- Requisitos del ejercicio -
A: Transcribe del texto sobre la música el fragmento que comienza en "No deja de extrañar" y termina en "sus robots biológicos.".
B: Según el texto sobre la música, ¿cómo concebían el orden universal Pitágoras y los pitagóricos?
C: Continúa el texto sobre la música a partir de su última oración.

No en balde Pitágoras y los pitagóricos, hasta bien entrado el Renacimiento, concebían al orden universal como una armonía matemática y musical. En verdad el interés reiterado por conocer las relaciones entre los intervalos musicales era para entender las relaciones y equilibrio de los cuerpos celestes: la música de las esferas.
No deja de extrañar que en nuestro mundo moderno, en que el lenguaje verbal y ahora cada vez más el visual, predomina por lo práctico y utilitario, la música siga desempeñando un papel fundamental en la vida de mujeres y hombres. No existe una sociedad culta ni menos un verdadero intelectual que prescinda de la música fina como un acompañante cotidiano de su quehacer.
Desafortunadamente, la educación musical en países como el nuestro se encuentra en un absoluto descuido; no que se requiera leer una partitura para entender una obra, pero indudablemente que conocer algo de teoría musical o, mejor aún, ejecutar algún instrumento, ayuda a disfrutar con plenitud ese mundo fantasioso de la música. El aparente proceso pensante del avispero que deja perplejo a Lewis, comienza a entenderse por la profusidad de mensajes y señales químicas y mímicas que coordinan a sus robots biológicos.

- Datos del ejercicio -
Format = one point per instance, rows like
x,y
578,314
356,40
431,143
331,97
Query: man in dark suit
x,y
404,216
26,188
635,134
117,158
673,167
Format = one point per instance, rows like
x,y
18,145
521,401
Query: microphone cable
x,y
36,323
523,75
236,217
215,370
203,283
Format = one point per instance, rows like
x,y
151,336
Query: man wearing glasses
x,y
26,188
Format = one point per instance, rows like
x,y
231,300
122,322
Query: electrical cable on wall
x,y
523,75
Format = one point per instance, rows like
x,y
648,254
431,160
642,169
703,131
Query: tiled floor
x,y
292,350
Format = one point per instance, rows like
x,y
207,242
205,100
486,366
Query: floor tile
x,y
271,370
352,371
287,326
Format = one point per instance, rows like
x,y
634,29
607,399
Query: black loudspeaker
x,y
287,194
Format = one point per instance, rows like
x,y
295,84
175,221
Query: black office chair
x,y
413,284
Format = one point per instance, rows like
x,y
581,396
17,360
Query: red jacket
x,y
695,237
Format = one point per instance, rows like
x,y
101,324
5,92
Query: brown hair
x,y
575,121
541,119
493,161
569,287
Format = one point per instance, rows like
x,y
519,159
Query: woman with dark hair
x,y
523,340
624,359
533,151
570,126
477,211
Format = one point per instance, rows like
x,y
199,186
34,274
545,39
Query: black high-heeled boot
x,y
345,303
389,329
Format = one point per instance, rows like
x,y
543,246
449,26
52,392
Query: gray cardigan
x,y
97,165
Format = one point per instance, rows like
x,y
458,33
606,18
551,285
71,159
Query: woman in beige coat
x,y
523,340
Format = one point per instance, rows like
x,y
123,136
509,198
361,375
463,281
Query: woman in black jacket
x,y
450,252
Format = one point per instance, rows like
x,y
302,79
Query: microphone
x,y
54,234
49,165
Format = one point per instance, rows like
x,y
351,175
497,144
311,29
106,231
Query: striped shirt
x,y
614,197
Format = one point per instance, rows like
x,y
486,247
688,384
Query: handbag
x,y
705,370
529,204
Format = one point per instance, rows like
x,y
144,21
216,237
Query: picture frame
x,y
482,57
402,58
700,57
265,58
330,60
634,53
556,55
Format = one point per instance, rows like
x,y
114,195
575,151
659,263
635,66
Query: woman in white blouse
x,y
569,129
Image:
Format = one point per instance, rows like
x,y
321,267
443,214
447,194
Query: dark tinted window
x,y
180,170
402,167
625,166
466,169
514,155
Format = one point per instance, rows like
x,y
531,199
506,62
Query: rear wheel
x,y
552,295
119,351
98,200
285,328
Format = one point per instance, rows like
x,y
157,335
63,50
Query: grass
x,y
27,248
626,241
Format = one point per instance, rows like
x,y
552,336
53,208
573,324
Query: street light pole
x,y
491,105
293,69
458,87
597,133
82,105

- Conjunto de respuestas -
A:
No deja de extrañar que en nuestro mundo moderno, en que el lenguaje verbal y ahora cada vez más el visual, predomina por lo práctico y utilitario, la música siga desempeñando un papel fundamental en la vida de mujeres y hombres. No existe una sociedad culta ni menos un verdadero intelectual que prescinda de la música fina como un acompañante cotidiano de su quehacer.
Desafortunadamente, la educación musical en países como el nuestro se encuentra en un absoluto descuido; no que se requiera leer una partitura para entender una obra, pero indudablemente que conocer algo de teoría musical o, mejor aún, ejecutar algún instrumento, ayuda a disfrutar con plenitud ese mundo fantasioso de la música. El aparente proceso pensante del avispero que deja perplejo a Lewis, comienza a entenderse por la profusidad de mensajes y señales químicas y mímicas que coordinan a sus robots biológicos.

B: Como una armonía matemática y musical.

C:
La reacción somática de la sugestión hipnótica, por inexplicable que parezca, parece tener un sustrato psiconeuroinmunológico de cumplicados sistemas de mediadores químicos que empieza a desenmarañarse; pero la reacción psicosomática, emocional y sobre toda la unificación sociocultural que produce la música parece rebasar nuestra capacidad de análisis. En la música convergen muchos misterios, pero quizás el más grande es que se trata de un producto sui generis de la mente humana, más complejo que la seudointeligencia del avispero y la acción mental de una sugestión posthiponótica; evoluciona a la par de la cultura y sirve de vínculo intergeneracional en nuestra especie. El significado de esas grandes obras musicales que han trascendido el tiempo y que ya son parte de nuestra identidad cultural, sigue estando oculto en términos verbales o visuales, pero continúa sirviendo de eslabón emocional entre las diferentes épocas de la humanidad. La música es el único lenguaje con atributos contradictorios, decía acertadamente Lévi-Strauss; es a la vez inteligible pero intraducible, por ello el creador musical es un ser comparable a los dioses, y la música misma es el misterio supremo de la ciencia humana.